Lima bulan terakhir ini ruang udara kita diramaikan oleh kegiatan pilih-memilih dan pernak-perniknya. Dari pileg hingga pilpres. Kita menyaksikan banyak fenomena mewarnai pesta demokrasi tersebut.
Pada masa pileg, hal yang paling berkesan bagi saya adalah banyaknya orang yang mendadak jadi artis dan foto besarnya tertempel di pohon dan tiang sepanjang jalan. Mulai dari orang yang memang berkompeten dan berniat baik untuk bangsa dan sepak terjangnya juga sudah diketahui masyarakat, sampai si ‘pengangguran’ tak terkenal sedikitpun yang ‘butuh pekerjaan’ yang rela mengundi nasib dan rela keluarkan banyak modal demi menjadi artis lima tahunan. Praktek money politics juga masih mewarnai serunya pileg di mana saya tinggal (2 tempat).
Dan berkesan yang paling menyayat hati (?) saya adalah ketika menyadari tingkat keapatisan masyarakat disebabkan oleh belenggu kebodohan. Yaitu ketika begitu banyak orang -yang saya temui- berfikir bahwa : semua caleg yang ada adalah buruk dan busuk. Mereka teramat hipokrit. Mereka sporadis menyimpulkan : siapa pun yang jadi anggota dewan nantinya, prilakunya akan sama dan nasib mereka (rakyat/pemilih) tetap sama saja. Jadi lebih baik memilih yang sudah pasti memberinya uang sebelum pencoblosan. Itu lebih nyata.
Menurut hemat saya itu adalah kebodohan berjamaah yang harus segera diantisipasi/dicerdaskan agar tidak memalukan demokrasi.
Dan fenomena yang hampir analog juga terulang di momen pilpres Juli lalu. Ada dua golongan yang menurut saya utopis menyikapi pilpres kemarin. Pertama adalah orang yang sok suci menilai kedua kubu sama bejatnya sama busuknya sama ambisinya. Orang orang macam itu, kata saya, mereka hanya tinggal di dalam dunia mimpi kalau hanya menuntut kesempurnaan dan maunya dihadapkan pada pilihan yang baik-baik saja.

Cuplikan Data.
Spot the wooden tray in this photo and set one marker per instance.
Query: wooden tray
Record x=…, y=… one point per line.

Yang Perlu Dilakukan. Bisakah Anda melanjutkan teks tentang pileg dan pilpres itu, dimulai tepat setelah kalimat terakhirnya? Materi tersebut berasal dari sumber lain, bukan dari teks tentang pemilu ini.

Jawaban Tugas.
Kedua adalah golongan orang-orang apatis karena ketidak tahuannya (kalau tak ingin disebut kebodohan). Yaitu orang-orang yang berfikir : siapa pun yang jadi presiden nasibnya sama saja toh dia masih harus bekerja. Kalau tak mau berkerja ya jangan hidup, betul tidak?
Pilpres 9 Juli lalu hanya ada dua pasangan calon presiden dan wakilnya. Perbedaan yang sangat mencolok ada di barisan pendukung masing-masing. Pasangan nomer 1 didukung -utama- oleh partai berbasis nasionalis religius dan mendapat dukungan dari para ulama serta kyai. Sedang pasangan nomer 2 diusung oleh partai sekuler dan didukung aktivis liberal, syiah, juga ahmadiah dan islamphobia lainnya. Kelihatan nyata sekali perbedaan kepentingan antarkubu pendukung. Siapa yang menginginkan keutuhan dan kesejahteraan RI dan siapa yang hanya pencitraan semata. Banyak orang masih mengira bahwa presiden dan wakilnya hanya soal jabatan dan ‘prestise’ dua orang semata. Padahal, sejahtera dan tidaknya sebuah negara diawali dari pemimpin yang adil.
Juga sebagaimana pileg, pilpres memberi kesan tersendiri bagi saya. Hal yang membuat saya terkesan justru dari pasangan nomer 2 beserta pendukungnya. Berikut saya tulis lima hal saja. Biar tidak panjang. Hehe.
1. Capres yang pandai berakting. Berpose bak tukang tambal ban, tukang sapu, tukang jualan sayur. Tak ketinggalan tampil bersorban dan mendadak jilbab yang kemudian selepas pilpres, jilbab pun lepas.
2. Cawapres yang tadinya bilang : Hancur Indonesia kalau Jokowi presiden, ternyata malah jadi pendampingnya.
3. Belum juga pemungutan suara dilaksanakan, pendukung nomer 2 sudah heboh : hanya kecurangan yang dapat mengalahkan Jokowi-JK.
4. Degradasi intelektualitas para pendukung baik pra maupun pasca pencoblosan. Pasca pencoblosan salah satunya adalah dengan mengkultuskan quick count yang tidak sampai 1% sampel yang diambil.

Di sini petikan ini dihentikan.